(Point-based annotation data)
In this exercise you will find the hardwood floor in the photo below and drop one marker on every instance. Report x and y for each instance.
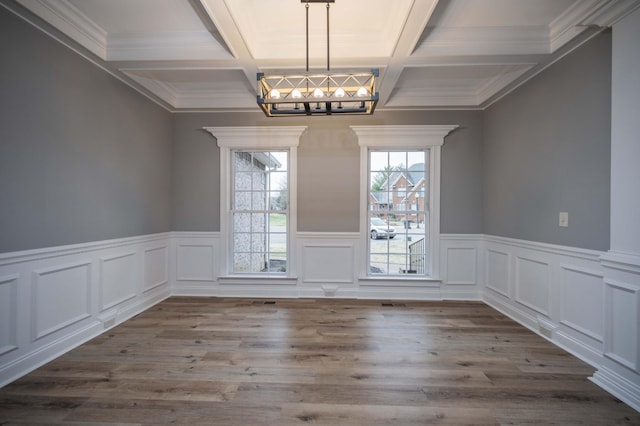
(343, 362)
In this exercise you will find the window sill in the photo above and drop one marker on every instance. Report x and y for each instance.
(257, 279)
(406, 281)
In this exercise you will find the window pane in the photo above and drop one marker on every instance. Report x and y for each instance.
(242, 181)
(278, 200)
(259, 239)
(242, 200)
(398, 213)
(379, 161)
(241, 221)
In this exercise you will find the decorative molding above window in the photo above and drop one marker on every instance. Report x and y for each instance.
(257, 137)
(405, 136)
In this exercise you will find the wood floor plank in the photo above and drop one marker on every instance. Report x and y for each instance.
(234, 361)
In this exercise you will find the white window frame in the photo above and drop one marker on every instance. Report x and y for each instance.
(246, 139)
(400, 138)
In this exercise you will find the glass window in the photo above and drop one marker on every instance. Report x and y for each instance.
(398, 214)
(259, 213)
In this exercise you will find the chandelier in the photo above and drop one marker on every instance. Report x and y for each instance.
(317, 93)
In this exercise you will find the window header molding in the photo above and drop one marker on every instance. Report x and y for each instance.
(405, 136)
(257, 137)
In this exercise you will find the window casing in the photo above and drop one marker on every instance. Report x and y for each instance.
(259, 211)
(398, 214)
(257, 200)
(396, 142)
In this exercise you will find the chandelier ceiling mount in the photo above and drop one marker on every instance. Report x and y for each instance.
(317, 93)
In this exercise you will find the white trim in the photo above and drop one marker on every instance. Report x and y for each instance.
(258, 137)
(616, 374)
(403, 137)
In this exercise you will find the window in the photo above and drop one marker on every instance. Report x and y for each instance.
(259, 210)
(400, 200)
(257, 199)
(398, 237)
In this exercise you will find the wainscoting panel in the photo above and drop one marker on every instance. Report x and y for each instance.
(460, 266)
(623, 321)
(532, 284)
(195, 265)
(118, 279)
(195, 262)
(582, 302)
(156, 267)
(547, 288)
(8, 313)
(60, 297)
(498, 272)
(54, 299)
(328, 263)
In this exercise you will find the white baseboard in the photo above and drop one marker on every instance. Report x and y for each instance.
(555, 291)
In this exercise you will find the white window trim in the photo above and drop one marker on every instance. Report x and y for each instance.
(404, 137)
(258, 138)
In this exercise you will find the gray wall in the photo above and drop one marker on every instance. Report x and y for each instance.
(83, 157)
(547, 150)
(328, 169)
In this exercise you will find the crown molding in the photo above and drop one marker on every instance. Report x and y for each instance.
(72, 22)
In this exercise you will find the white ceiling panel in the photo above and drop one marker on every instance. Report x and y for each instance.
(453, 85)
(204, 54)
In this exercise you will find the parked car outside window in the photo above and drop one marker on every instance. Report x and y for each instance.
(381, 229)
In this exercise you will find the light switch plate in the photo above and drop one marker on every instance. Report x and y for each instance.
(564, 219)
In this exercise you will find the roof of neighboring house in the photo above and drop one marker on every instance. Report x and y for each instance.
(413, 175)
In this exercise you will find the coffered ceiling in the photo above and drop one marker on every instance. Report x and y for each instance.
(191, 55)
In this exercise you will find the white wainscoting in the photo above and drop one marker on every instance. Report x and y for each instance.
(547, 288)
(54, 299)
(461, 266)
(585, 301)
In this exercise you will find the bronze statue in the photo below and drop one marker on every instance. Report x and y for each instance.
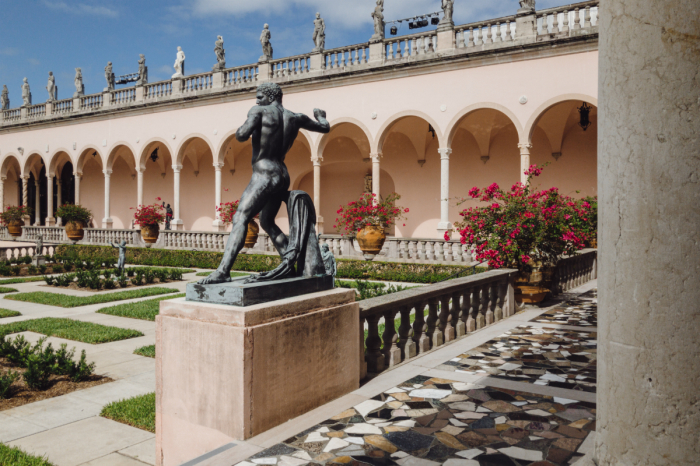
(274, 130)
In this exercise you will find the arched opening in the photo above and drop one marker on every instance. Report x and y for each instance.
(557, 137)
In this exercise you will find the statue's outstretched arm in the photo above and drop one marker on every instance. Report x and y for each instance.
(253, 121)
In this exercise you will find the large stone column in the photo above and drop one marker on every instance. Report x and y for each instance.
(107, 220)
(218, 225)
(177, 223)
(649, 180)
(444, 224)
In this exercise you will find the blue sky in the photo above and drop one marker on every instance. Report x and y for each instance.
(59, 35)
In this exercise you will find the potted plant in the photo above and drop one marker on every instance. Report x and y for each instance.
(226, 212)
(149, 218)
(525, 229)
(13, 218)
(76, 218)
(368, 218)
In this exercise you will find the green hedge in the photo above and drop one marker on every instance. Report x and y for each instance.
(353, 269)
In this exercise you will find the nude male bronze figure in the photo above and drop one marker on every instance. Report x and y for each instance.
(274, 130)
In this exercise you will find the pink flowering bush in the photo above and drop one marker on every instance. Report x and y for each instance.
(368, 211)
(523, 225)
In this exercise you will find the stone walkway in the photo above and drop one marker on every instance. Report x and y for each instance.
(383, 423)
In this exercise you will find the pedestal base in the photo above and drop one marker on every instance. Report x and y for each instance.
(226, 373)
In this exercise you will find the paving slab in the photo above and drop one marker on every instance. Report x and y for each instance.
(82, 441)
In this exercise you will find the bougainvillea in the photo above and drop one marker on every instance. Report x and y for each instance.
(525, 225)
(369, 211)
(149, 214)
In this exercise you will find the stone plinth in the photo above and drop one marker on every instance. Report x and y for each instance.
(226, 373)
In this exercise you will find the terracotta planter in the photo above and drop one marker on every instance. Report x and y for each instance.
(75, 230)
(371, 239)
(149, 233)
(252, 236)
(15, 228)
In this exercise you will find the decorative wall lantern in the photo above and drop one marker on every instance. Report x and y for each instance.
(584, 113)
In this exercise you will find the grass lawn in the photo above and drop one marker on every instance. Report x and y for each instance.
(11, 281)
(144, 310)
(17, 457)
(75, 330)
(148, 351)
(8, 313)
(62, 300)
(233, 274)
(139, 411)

> [Problem details]: Give the lines of the items above as a numbered list, leaving out blank lines and the pictures.

> [Task answer]:
1. In this exercise you will find the hardwood floor in the photo below and drop one marker on every instance. Report x and y for each instance.
2. (343, 362)
3. In this exercise you will find the window sill in the photo above and drop one marker on every instance. Report x and y for each instance.
4. (257, 279)
5. (406, 281)
6. In this exercise you will find the window pane in the photo above and drop one marker on every instance. Report x and y for each instance.
7. (242, 181)
8. (278, 200)
9. (259, 239)
10. (242, 200)
11. (398, 213)
12. (379, 161)
13. (241, 221)
14. In this exercise you will find the decorative molding above window in the photo above and drop one marker on every instance. Report x and y for each instance.
15. (257, 137)
16. (405, 136)
17. In this exercise you will find the wood floor plank in the photo above and drop one marker on every instance. Report x and y for each instance.
18. (234, 361)
19. In this exercise you will find the white window frame in the photo above and drop one marker on every instance. Report x and y for each instance.
20. (246, 139)
21. (400, 138)
22. In this exercise you will find the glass window in the photo above and drop one marker on every instance. Report x and y for each instance.
23. (398, 214)
24. (259, 213)
25. In this exercise you will find the chandelier in the photo above and drop one marker on every instance. Report x and y for each instance.
26. (317, 93)
27. In this exercise you will find the window header molding in the photo above and drop one marker on every instance. Report x and y for each instance.
28. (405, 136)
29. (257, 137)
30. In this exercise you will find the window casing in the photo above and drop one marker on every instance. Report x and y for each instance.
31. (259, 211)
32. (398, 214)
33. (257, 200)
34. (396, 142)
35. In this exercise you will find the chandelier ceiling mount in the photo above and drop one marker on every instance. Report x and y for each instance.
36. (317, 93)
37. In this exercise you will find the white trim in the photo above and drop one marker on every instance. Report x and y for each instance.
38. (258, 137)
39. (616, 374)
40. (403, 137)
41. In this exercise you will find the window in the photo above and drop one marker on every instance. Report x and y for each instance.
42. (259, 210)
43. (400, 200)
44. (257, 199)
45. (398, 237)
46. In this exercise you will find the wainscoting panel in the photo above and drop one marker on every instance. Report x and y for each instance.
47. (460, 266)
48. (623, 321)
49. (532, 284)
50. (195, 265)
51. (118, 279)
52. (195, 262)
53. (582, 302)
54. (156, 267)
55. (547, 288)
56. (8, 313)
57. (60, 297)
58. (498, 272)
59. (54, 299)
60. (328, 263)
61. In this exercise you will find the white baseboard in the photo above and drop one marker on every instance. Report x and y for each instance.
62. (555, 291)
63. In this exercise you will find the white window trim in the photo above and drop one marker on every instance. Report x and y for each instance.
64. (404, 137)
65. (258, 138)
66. In this exercise you will find the gray wall in the photo above and drop one marker on every instance. Report x and y for each instance.
67. (83, 157)
68. (547, 150)
69. (328, 169)
70. In this exercise you will find the crown molding in the photo above and drop one marker on every instance. Report x and y for each instance.
71. (72, 22)
72. In this exercise you will find the white ceiling panel in the photo above and drop one marker on every instance. Report x and y for each instance.
73. (453, 85)
74. (204, 54)
75. In this exercise you will find the parked car outside window in the photo above and drop one marker on every instance. Report x and y for each instance.
76. (381, 229)
77. In this exercise you will find the light switch plate in the photo above and drop one marker on every instance. Report x and y for each instance.
78. (564, 219)
79. In this exercise you will find the roof of neighboring house in the photo above and drop one marker on every instance. Report x and y for each instance.
80. (413, 175)
81. In this exercise you will find the coffered ceiling in the photo above and drop one marker on every instance. Report x and y for each instance.
82. (191, 55)
83. In this exercise you will find the white wainscoting in the photo above and drop one marker on every instance. Report x and y for each instance.
84. (547, 288)
85. (54, 299)
86. (461, 266)
87. (585, 301)
88. In this exercise you will find the bronze statue in the photo below and drop one marker on every instance. Report x and y for each instance.
89. (274, 130)
90. In this exercise you will find the arched opening in the photo above and drop one marker on every instance. Report x and y for each instance.
91. (557, 137)
92. In this exercise you will find the statue's outstretched arm in the photo above and drop one marker on every instance. Report x and y for each instance.
93. (253, 121)
94. In this exercise you will find the large stone column in the photo above and drop one marker on every instance. Report x and y for each instance.
95. (107, 220)
96. (218, 225)
97. (177, 223)
98. (649, 180)
99. (444, 224)
100. In this exercise you will find the blue sky in the photo above and drop one marker on every instance. Report x and y for each instance.
101. (59, 35)
102. In this exercise you will find the potted plant in the photo above and drop one marker on every instance. Report x and y for each instance.
103. (226, 212)
104. (149, 218)
105. (525, 229)
106. (13, 218)
107. (76, 218)
108. (368, 218)
109. In this exercise you will find the green hedge in the photo above and drop one marker on every instance. Report x and y for each instance.
110. (353, 269)
111. In this exercise you will find the nude male bronze figure in the photo above and drop one marker on every instance. Report x and y for each instance.
112. (274, 130)
113. In this exercise you will find the pink flowering bush in the photo above and drop one marker on every instance. Report x and y for each instance.
114. (368, 211)
115. (523, 225)
116. In this exercise you will find the stone walkway in the photo above and drop one marker on every instance. Report x and y for each instance.
117. (383, 423)
118. In this exercise you will find the pedestal base in the photo above and drop one marker on every instance. Report x and y for each instance.
119. (226, 373)
120. In this exercise you will find the paving slab in the photo above and drop one marker on every instance. Report x and y for each instance.
121. (82, 441)
122. In this exercise you will find the bougainvillea in the photo above and drop one marker on every instance. Report x and y for each instance.
123. (525, 225)
124. (369, 211)
125. (149, 214)
126. In this exercise you will find the stone plinth in the photo above and drop one marker on every instance. Report x and y for each instance.
127. (226, 373)
128. In this exercise you will find the terracotta planter in the photo above and drop one marker on every instance. Report x and y for each instance.
129. (75, 230)
130. (371, 239)
131. (149, 233)
132. (252, 236)
133. (15, 228)
134. In this exercise you will find the decorative wall lantern in the photo above and drop one marker on every instance. Report x and y for each instance.
135. (584, 113)
136. In this exercise you will find the grass lawn in the photo above and drop one marker on every instance. Report x and y for each instance.
137. (11, 281)
138. (144, 310)
139. (17, 457)
140. (75, 330)
141. (148, 351)
142. (8, 313)
143. (62, 300)
144. (233, 274)
145. (139, 411)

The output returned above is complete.